* Tasks to complete:
a) Does the commit text agree with each of these statements? Answer yes or no for each, and quote the deciding words. (i) The stack-pointer COPY always sits immediately after the call-frame setup instruction. (ii) The new search loop uses the call instruction as its boundary. (iii) FastISel inserts a copy of ESP into a virtual register.
b) Repeat, word for word, the part of the commit text that opens with the words containing "X86CallFrameOptimization assumed that" and closes with "processing the call chain.".

* Text block:
########################################

X86: Fix X86CallFrameOptimization to search for the COPY StackPointer

SelectionDAG inserts a copy of ESP into a virtual register.
X86CallFrameOptimization assumed that the COPY, if present, is always
right after the call-frame setup instruction (ADJCALLSTACKDOWN). This was a
wrong assumption as the COPY can be located anywhere between the call-frame setup
instruction and its first use. If the COPY happened to be located in a different
location than what X86CallFrameOptimization assumed, visiting it while
processing the call chain would lead to a conservative bail-out.

The fix is quite straightfoward, scan ahead for the stack-pointer copy and make note
of it so it can be ignored while processing the call chain.

Fixes pr34903

Differential Revision: https://reviews.llvm.org/D38730

llvm-svn: 316416

llvm/lib/Target/X86/X86CallFrameOptimization.cpp

@@ -363,14 +363,23 @@ void X86CallFrameOptimization::collectCallInfo(MachineFunction &MF,
     ++I;
 
   unsigned StackPtr = RegInfo.getStackRegister();
+  auto StackPtrCopyInst = MBB.end();
   // SelectionDAG (but not FastISel) inserts a copy of ESP into a virtual
-  // register here.  If it's there, use that virtual register as stack pointer
-  // instead.
-  if (I->isCopy() && I->getOperand(0).isReg() && I->getOperand(1).isReg() &&
-      I->getOperand(1).getReg() == StackPtr) {
-    Context.SPCopy = &*I++;
-    StackPtr = Context.SPCopy->getOperand(0).getReg();
-  }
+  // register.  If it's there, use that virtual register as stack pointer
+  // instead. Also, we need to locate this instruction so that we can later
+  // safely ignore it while doing the conservative processing of the call chain.
+  // The COPY can be located anywhere between the call-frame setup
+  // instruction and its first use. We use the call instruction as a boundary
+  // because it is usually cheaper to check if an instruction is a call than
+  // checking if an instruction uses a register.
+  for (auto J = I; !J->isCall(); ++J)
+    if (J->isCopy() && J->getOperand(0).isReg() && J->getOperand(1).isReg() &&
+        J->getOperand(1).getReg() == StackPtr) {
+      StackPtrCopyInst = J;
+      Context.SPCopy = &*J++;
+      StackPtr = Context.SPCopy->getOperand(0).getReg();
+      break;
+    }
 
   // Scan the call setup sequence for the pattern we're looking for.

########################################

* Data lines:
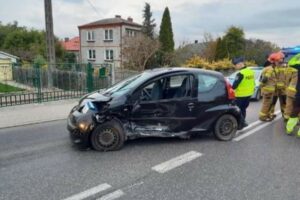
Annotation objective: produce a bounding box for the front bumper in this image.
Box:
[67,110,94,148]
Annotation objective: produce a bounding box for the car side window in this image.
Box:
[139,75,193,102]
[198,74,218,93]
[197,74,226,102]
[140,79,164,101]
[169,75,192,99]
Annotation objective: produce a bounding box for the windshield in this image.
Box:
[228,68,262,80]
[104,72,149,95]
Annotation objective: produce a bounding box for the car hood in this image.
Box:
[79,92,112,105]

########################################

* Answers to the exercise:
a)
(i) No: "This was a wrong assumption as the COPY can be located anywhere between the call-frame setup instruction and its first use."
(ii) Yes: "We use the call instruction as a boundary"
(iii) No: "SelectionDAG (but not FastISel) inserts a copy of ESP into a virtual"

b)
X86CallFrameOptimization assumed that the COPY, if present, is always
right after the call-frame setup instruction (ADJCALLSTACKDOWN). This was a
wrong assumption as the COPY can be located anywhere between the call-frame setup
instruction and its first use. If the COPY happened to be located in a different
location than what X86CallFrameOptimization assumed, visiting it while
processing the call chain would lead to a conservative bail-out.

The fix is quite straightfoward, scan ahead for the stack-pointer copy and make note
of it so it can be ignored while processing the call chain.